TEXT SHOWN —
The cost for remove()
is the depth of the node being
removed, or in the case when this node has two children,
the depth of the node with smallest value in its right subtree.
Thus, in the worst case, the cost for any one of these operations is
the depth of the deepest node in the tree.
This is why it is desirable to keep BSTs
balanced, that is, with least possible
height \(h\).
Note
We often discuss the cost of an operation in a BST in terms of \(h\), the height of the tree.
If a binary tree is balanced, then the height for a tree of \(n\) nodes is approximately \(\log n\). However, if the tree is completely unbalanced, for example in the shape of a linked list, then the height for a tree with \(n\) nodes can be as great as \(n\). Thus, a balanced BST will in the average case have operations costing \(O(\log n)\), while a badly unbalanced BST can have operations in the worst case costing \(O(n)\). Consider the situation where we construct a BST of \(n\) nodes by inserting records one at a time. If we are fortunate to have them arrive in an order that results in a balanced tree (a “random” order is likely to be good enough for this purpose), then each insertion will cost on average \(O(\log n)\), for a total cost of \(O(n \log n)\). However, if the records are inserted in order of increasing value, then the resulting tree will be a chain of height \(n\). The cost of insertion in this case will be \(O(n^2)\).

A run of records
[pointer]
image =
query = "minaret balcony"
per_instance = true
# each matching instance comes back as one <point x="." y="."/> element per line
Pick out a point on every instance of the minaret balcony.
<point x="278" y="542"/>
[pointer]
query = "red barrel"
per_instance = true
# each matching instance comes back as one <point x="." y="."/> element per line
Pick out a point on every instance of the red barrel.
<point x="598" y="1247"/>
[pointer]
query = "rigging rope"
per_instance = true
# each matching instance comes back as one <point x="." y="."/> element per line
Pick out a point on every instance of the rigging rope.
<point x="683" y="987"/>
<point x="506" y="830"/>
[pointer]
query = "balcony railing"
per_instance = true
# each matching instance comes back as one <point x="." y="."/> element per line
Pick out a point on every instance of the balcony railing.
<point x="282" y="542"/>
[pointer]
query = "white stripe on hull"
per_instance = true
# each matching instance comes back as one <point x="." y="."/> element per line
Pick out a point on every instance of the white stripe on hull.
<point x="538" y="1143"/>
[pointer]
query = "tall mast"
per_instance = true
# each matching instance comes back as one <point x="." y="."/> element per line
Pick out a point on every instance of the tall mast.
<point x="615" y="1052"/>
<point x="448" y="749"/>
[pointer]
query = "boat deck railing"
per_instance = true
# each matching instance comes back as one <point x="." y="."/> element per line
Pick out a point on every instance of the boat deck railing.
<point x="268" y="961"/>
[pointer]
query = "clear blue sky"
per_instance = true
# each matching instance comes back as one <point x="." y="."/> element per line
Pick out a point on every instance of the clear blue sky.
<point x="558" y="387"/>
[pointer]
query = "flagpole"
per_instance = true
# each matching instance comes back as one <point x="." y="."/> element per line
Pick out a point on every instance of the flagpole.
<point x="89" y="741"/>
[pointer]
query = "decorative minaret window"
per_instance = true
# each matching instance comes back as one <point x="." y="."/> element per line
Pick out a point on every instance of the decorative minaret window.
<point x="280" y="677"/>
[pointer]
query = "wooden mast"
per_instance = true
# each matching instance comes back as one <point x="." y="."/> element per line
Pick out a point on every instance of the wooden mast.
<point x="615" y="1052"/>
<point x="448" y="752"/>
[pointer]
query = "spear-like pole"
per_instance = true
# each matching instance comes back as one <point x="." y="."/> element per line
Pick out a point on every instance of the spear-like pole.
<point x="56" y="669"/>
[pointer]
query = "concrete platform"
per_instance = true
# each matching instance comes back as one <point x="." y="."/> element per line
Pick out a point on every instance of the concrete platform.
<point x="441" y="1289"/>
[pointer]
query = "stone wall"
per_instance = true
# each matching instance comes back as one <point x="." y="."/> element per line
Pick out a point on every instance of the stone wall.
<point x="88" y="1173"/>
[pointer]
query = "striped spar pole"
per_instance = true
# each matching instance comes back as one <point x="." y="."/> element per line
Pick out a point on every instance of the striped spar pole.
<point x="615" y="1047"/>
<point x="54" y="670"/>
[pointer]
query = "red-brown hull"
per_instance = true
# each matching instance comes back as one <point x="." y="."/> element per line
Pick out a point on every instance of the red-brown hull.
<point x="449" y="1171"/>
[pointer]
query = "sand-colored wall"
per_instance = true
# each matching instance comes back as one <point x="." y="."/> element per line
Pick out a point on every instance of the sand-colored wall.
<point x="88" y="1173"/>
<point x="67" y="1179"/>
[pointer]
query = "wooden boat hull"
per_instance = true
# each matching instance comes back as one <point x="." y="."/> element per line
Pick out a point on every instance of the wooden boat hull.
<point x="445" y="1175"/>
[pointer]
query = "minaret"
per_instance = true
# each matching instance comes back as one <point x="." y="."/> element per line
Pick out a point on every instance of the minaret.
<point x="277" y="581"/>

EXERCISE REQUIREMENTS —
**a.** In the passage on binary search tree costs, what does the tree become when records are inserted in order of increasing value?
**b.** Please report every line of the records that contains the string "wall", treating uppercase and lowercase as different.
The passage on binary search tree costs and the records are unrelated material.

SOLVED PROBLEMS —
**a.** A chain of height n.

**b.**
query = "stone wall"
Pick out a point on every instance of the stone wall.
query = "sand-colored wall"
Pick out a point on every instance of the sand-colored wall.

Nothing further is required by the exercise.